#### REQUEST
Rewrite the records below with "tree trunk" replaced by "trunk" and every other word left the same.

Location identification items
● ● ● ● ● ● ●

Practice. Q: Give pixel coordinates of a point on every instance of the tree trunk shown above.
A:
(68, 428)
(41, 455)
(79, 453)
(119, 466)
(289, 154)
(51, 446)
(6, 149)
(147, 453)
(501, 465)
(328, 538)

● ● ● ● ● ● ●

#### FINAL RESULT
Practice. Q: Give pixel coordinates of a point on every instance of the trunk shown above.
A:
(68, 428)
(41, 455)
(79, 453)
(119, 466)
(289, 154)
(51, 446)
(6, 149)
(147, 453)
(501, 465)
(328, 538)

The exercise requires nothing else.